| What needs to be done |
Copy the items below word for word, from their first line through the line that contains "845 430 L 853", including both ends.

[start of Entries provided]

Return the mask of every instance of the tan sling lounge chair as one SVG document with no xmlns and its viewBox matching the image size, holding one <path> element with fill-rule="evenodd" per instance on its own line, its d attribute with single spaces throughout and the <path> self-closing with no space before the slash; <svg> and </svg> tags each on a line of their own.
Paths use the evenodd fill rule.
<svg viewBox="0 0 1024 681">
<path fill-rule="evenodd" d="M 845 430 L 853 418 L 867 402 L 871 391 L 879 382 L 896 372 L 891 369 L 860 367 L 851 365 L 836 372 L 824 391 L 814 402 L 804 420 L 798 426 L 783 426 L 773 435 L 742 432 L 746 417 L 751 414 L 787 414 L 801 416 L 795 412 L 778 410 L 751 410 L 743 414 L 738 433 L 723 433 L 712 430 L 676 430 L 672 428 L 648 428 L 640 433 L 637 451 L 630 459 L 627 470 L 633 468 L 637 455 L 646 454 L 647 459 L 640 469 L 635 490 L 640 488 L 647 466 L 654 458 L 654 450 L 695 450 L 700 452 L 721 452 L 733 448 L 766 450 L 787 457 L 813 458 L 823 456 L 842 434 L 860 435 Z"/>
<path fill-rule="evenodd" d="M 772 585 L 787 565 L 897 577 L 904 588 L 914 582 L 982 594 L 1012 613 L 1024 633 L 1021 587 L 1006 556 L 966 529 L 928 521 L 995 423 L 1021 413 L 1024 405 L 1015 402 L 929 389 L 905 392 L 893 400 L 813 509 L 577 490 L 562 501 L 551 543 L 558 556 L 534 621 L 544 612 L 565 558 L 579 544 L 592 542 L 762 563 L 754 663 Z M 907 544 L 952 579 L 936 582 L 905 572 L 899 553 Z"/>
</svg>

[end of Entries provided]

| Result below |
Return the mask of every instance of the tan sling lounge chair as one SVG document with no xmlns and its viewBox matching the image size, holding one <path> element with fill-rule="evenodd" per instance on its own line, its d attribute with single spaces throughout and the <path> self-closing with no space before the slash; <svg> and </svg> tags each on a line of their own.
Paths use the evenodd fill rule.
<svg viewBox="0 0 1024 681">
<path fill-rule="evenodd" d="M 845 430 L 853 418 L 867 402 L 871 391 L 879 382 L 896 372 L 891 369 L 860 367 L 851 365 L 836 372 L 824 391 L 814 402 L 804 420 L 798 426 L 783 426 L 773 435 L 742 432 L 746 417 L 751 414 L 787 414 L 801 416 L 795 412 L 778 410 L 751 410 L 743 414 L 738 433 L 723 433 L 712 430 L 676 430 L 672 428 L 648 428 L 640 433 L 637 451 L 630 459 L 627 470 L 633 468 L 637 455 L 646 454 L 647 459 L 640 469 L 635 490 L 640 488 L 647 466 L 654 458 L 654 450 L 695 450 L 700 452 L 721 452 L 733 448 L 766 450 L 787 457 L 813 458 L 823 456 L 842 434 L 860 435 Z"/>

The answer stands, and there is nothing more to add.